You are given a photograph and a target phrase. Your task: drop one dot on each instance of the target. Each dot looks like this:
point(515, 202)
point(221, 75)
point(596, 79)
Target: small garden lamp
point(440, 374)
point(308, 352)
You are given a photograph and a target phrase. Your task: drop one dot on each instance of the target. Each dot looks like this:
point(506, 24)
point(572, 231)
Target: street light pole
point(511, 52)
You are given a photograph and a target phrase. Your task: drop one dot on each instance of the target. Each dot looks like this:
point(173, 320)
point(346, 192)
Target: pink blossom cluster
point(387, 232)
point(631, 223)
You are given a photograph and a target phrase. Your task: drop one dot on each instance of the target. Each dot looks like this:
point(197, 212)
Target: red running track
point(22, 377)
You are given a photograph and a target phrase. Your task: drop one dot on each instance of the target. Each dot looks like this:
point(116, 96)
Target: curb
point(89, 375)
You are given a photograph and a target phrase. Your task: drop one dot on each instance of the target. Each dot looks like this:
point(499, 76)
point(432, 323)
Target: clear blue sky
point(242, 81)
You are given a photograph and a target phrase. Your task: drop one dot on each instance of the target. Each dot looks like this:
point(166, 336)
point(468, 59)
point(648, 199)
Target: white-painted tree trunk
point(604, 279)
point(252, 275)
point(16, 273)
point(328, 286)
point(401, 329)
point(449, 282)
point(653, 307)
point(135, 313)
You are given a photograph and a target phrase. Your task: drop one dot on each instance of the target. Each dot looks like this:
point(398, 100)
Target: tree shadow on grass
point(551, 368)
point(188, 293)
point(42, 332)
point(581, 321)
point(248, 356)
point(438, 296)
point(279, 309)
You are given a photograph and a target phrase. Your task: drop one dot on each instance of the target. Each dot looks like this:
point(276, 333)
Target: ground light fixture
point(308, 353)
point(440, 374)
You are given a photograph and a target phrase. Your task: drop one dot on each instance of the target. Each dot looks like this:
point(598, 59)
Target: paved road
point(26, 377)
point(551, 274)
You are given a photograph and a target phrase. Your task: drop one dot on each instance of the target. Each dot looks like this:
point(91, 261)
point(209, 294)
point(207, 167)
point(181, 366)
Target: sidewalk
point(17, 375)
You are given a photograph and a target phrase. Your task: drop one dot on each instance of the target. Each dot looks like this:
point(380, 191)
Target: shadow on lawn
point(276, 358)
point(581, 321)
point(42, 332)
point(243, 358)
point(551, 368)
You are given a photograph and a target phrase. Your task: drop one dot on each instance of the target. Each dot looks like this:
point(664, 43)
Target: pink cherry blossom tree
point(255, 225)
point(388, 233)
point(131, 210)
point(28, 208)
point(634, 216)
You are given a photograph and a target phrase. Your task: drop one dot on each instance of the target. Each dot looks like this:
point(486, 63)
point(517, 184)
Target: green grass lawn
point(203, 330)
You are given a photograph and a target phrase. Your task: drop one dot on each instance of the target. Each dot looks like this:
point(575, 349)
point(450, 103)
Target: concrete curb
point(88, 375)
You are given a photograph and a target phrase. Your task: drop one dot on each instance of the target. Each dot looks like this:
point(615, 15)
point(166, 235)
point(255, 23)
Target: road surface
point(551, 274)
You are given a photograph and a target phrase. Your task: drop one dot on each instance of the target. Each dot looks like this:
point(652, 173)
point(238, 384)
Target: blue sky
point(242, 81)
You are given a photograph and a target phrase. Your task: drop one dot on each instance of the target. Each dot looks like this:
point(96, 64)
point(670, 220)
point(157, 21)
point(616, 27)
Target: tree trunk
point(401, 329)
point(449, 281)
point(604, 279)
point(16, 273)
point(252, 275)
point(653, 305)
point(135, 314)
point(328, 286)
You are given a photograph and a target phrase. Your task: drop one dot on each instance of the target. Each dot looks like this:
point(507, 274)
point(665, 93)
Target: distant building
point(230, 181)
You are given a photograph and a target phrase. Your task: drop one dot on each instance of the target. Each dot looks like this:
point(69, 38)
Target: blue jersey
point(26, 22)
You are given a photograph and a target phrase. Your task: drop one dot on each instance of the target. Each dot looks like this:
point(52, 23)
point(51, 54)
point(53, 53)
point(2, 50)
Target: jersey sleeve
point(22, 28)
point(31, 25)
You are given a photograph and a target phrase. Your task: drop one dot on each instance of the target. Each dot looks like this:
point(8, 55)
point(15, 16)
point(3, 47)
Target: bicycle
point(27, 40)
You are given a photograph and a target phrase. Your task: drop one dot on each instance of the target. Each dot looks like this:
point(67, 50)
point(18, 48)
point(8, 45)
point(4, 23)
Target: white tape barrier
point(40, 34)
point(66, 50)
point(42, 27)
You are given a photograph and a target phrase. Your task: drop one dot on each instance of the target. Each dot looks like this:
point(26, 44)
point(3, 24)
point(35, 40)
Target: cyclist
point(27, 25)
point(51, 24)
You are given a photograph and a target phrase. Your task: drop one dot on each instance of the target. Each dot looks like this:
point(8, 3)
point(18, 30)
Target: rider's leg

---

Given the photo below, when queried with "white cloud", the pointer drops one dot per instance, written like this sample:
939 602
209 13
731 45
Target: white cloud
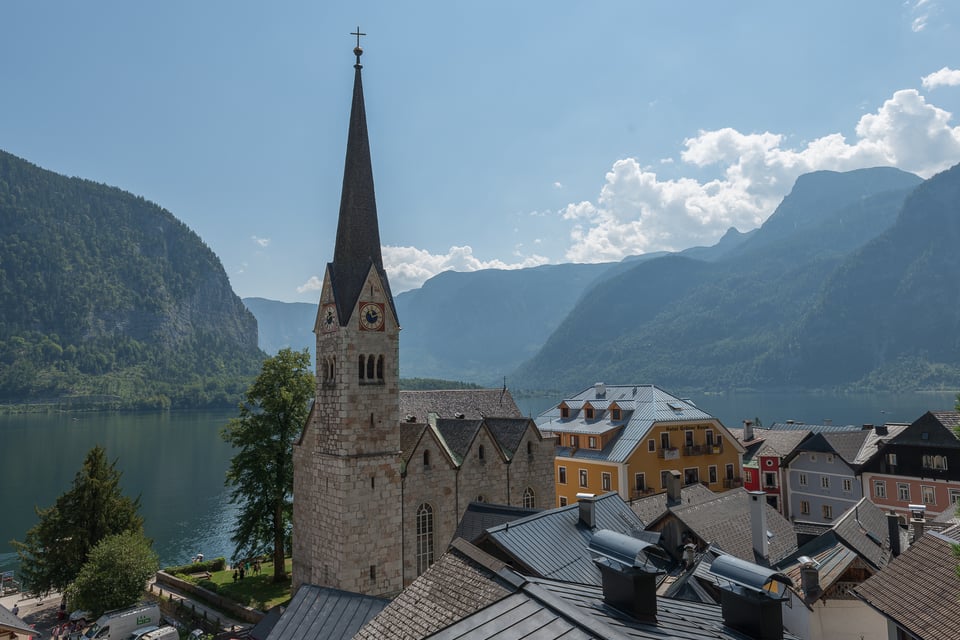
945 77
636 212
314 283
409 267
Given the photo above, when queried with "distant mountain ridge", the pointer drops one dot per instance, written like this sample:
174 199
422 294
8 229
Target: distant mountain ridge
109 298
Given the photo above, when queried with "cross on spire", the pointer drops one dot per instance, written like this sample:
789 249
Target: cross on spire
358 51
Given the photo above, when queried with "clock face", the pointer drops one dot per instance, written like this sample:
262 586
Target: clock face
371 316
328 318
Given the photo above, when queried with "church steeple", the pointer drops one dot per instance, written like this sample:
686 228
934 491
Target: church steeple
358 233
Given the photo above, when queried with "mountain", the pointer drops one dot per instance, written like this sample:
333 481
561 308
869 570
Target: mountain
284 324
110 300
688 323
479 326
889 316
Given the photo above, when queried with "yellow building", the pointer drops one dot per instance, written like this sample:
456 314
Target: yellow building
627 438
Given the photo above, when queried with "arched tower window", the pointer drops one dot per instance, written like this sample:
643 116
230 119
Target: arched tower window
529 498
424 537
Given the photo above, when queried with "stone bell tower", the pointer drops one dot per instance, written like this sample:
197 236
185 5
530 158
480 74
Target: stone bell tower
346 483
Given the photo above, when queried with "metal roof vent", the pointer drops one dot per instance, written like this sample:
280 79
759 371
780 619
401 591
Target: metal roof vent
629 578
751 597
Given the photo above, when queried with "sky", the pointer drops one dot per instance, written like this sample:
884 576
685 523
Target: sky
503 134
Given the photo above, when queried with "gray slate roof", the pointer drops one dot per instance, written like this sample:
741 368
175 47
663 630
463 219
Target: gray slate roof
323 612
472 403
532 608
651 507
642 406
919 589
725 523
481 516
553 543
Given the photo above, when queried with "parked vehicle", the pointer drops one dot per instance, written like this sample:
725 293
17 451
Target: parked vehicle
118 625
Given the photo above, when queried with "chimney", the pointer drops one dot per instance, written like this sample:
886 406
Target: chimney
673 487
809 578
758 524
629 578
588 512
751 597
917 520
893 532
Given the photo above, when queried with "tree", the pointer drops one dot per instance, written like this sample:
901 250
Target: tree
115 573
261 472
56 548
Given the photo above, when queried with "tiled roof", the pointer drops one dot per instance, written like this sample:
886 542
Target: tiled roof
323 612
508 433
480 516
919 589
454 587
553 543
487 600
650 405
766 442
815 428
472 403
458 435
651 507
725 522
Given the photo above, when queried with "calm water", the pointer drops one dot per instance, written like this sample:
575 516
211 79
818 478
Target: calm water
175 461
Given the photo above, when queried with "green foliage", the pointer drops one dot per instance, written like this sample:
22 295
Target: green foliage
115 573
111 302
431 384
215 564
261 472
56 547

* Activity *
Among the entries above, the line containing "Target: tree shadow on grass", the line containing "point(181, 366)", and all lines between them are to be restated word for word; nothing else belongs in the reply.

* Result of the task *
Target: tree shadow on grass
point(551, 368)
point(188, 293)
point(42, 332)
point(581, 321)
point(248, 356)
point(438, 296)
point(279, 309)
You are given a photograph and a target phrase. Your task: drop one dot on each instance of the target. Each dot looks like this:
point(276, 333)
Target: ground light fixture
point(308, 353)
point(440, 374)
You are given a photograph and a target phrase. Your task: drop one dot on each instance of the target. Each dot looks like this:
point(598, 59)
Target: paved road
point(26, 377)
point(551, 274)
You are given a photograph and a target phrase. Your task: drop one dot on each instance of the target. Each dot looks like this:
point(91, 261)
point(209, 294)
point(207, 167)
point(181, 366)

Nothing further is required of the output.